* [Task requirements]
1. Write out the notebook on clean sheet weighting, from "return total_points" up to and including "df['gw_rank'] = df['x_points'].rank(ascending=False)".
2. Extend the notebook on clean sheet weighting past the point where it ends.

* [Supplied passage]
★ ★ ★ ★
# Model is weighing clean sheet potentials too highly, biasing away from forwards

In [1]:
import pandas as pd
import numpy as np
import pulp
from datetime import date

In [2]:
def calculate_player_points(position, goals_against, assists, goals):
    total_points = 0
    total_points += assists * 3
    
    if position <=1:
        total_points += goals * 6
        
        if goals_against < 1:
            total_points += (1-goals_against) * 4
        
        elif goals_against >= 1:
            total_points -= goals_against/2
    
    if position == 2:
        total_points += goals * 5
        
        if goals_against < 1:
            total_points += 1
    
    if position == 3:
        total_points += goals * 4
        
    return total_points

In [3]:
df = pd.read_pickle('../data/simulated_player_outcomes.pkl')

In [4]:
# Fill na values for the goal keepers, who don't have goals/assist stats
df.loc[df.pos == 1] = df[df.pos == 1].fillna(0)

In [5]:
df['x_points'] = df.apply(lambda x: calculate_player_points(x.pos, x.mean_goals_against, x.mean_assists, x.mean_goals), axis=1)

In [6]:
df['gw_rank'] = df['x_points'].rank(ascending=False)

In [7]:
# don't inlcude any backup goalkeeprs for selection

backup_gks = list(df[(df.pos == 1) & (df.minutes == 0)].name)
df = df[~df.name.isin(backup_gks)]

Build Optimizer & Pick Team

In [8]:
def select_players(expected_scores, prices, positions, clubs, total_budget=100, sub_factor=0.2):
    num_players = len(expected_scores)
    model = pulp.LpProblem("Constrained value maximisation", pulp.LpMaximize)
    decisions = [
        pulp.LpVariable("x{}".format(i), lowBound=0, upBound=1, cat='Integer')
        for i in range(num_players)
    ]
    captain_decisions = [
        pulp.LpVariable("y{}".format(i), lowBound=0, upBound=1, cat='Integer')
        for i in range(num_players)
    ]
    sub_decisions = [
        pulp.LpVariable("z{}".format(i), lowBound=0, upBound=1, cat='Integer')
        for i in range(num_players)
    ]


    # objective function:
    model += sum((captain_decisions[i] + decisions[i] + sub_decisions[i]*sub_factor) * expected_scores[i]
                 for i in range(num_players)), "Objective"
★ ★ ★ ★
* [Data provided]
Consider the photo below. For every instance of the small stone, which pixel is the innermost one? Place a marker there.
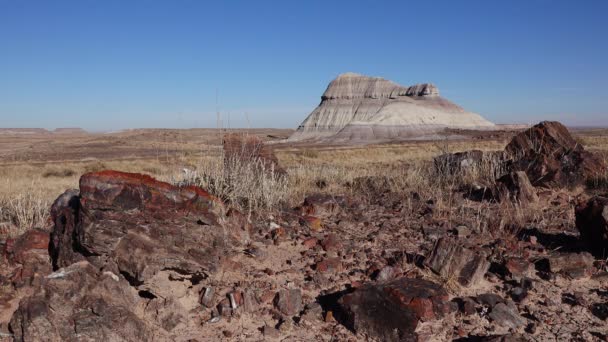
★ ★ ★ ★
* [Exercise results]
1.
return total_points

In [3]:
df = pd.read_pickle('../data/simulated_player_outcomes.pkl')

In [4]:
# Fill na values for the goal keepers, who don't have goals/assist stats
df.loc[df.pos == 1] = df[df.pos == 1].fillna(0)

In [5]:
df['x_points'] = df.apply(lambda x: calculate_player_points(x.pos, x.mean_goals_against, x.mean_assists, x.mean_goals), axis=1)

In [6]:
df['gw_rank'] = df['x_points'].rank(ascending=False)

2.
    # cost constraint
    model += sum((decisions[i] + sub_decisions[i]) * prices[i] for i in range(num_players)) <= total_budget  # total cost

    # position constraints
    # 1 starting goalkeeper
    model += sum(decisions[i] for i in range(num_players) if positions[i] == 1) == 1
    # 2 total goalkeepers
    model += sum(decisions[i] + sub_decisions[i] for i in range(num_players) if positions[i] == 1) == 2

    # 3-5 starting defenders
    model += sum(decisions[i] for i in range(num_players) if positions[i] == 2) >= 3
    model += sum(decisions[i] for i in range(num_players) if positions[i] == 2) <= 5
    # 5 total defenders
    model += sum(decisions[i] + sub_decisions[i] for i in range(num_players) if positions[i] == 2) == 5

    # 3-5 starting midfielders
    model += sum(decisions[i] for i in range(num_players) if positions[i] == 3) >= 3
    model += sum(decisions[i] for i in range(num_players) if positions[i] == 3) <= 5
    # 5 total midfielders
    model += sum(decisions[i] + sub_decisions[i] for i in range(num_players) if positions[i] == 3) == 5

    # 1-3 starting attackers
    model += sum(decisions[i] for i in range(num_players) if positions[i] == 4) >= 1
    model += sum(decisions[i] for i in range(num_players) if positions[i] == 4) <= 3
    # 3 total attackers
    model += sum(decisions[i] + sub_decisions[i] for i in range(num_players) if positions[i] == 4) == 3

    # club constraint
    for club_id in np.unique(clubs):
        model += sum(decisions[i] + sub_decisions[i] for i in range(num_players) if clubs[i] == club_id) <= 3  # max 3 players

    model += sum(decisions) == 11  # total team size
    model += sum(captain_decisions) == 1  # 1 captain
    
    for i in range(num_players):  
        model += (decisions[i] - captain_decisions[i]) >= 0  # captain must also be on team
        model += (decisions[i] + sub_decisions[i]) <= 1  # subs must not be on team

    model.solve(pulp.PULP_CBC_CMD(logPath=r'solver_output.lp'))
    print("Total expected score = {}".format(model.objective.value()))

    return decisions, captain_decisions, sub_decisions

In [9]:
def pick_best_team(df):
    """ Picks the best fieldable team from a dataframe of expected points.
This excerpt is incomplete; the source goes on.